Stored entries
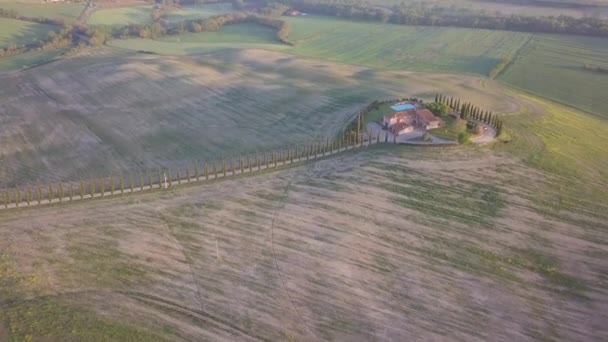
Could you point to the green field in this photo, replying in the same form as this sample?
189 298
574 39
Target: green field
451 129
64 11
22 32
385 243
197 12
544 64
29 59
429 49
122 16
246 33
553 67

Written instruction —
Pictures in the data above should not be copied; transcribe everything else exactly.

The result —
Could you point to the green field in this photo, replying in the same form as this sample?
189 298
574 39
Target: green field
451 129
64 11
22 32
385 243
197 12
544 64
29 59
429 49
122 16
246 33
553 67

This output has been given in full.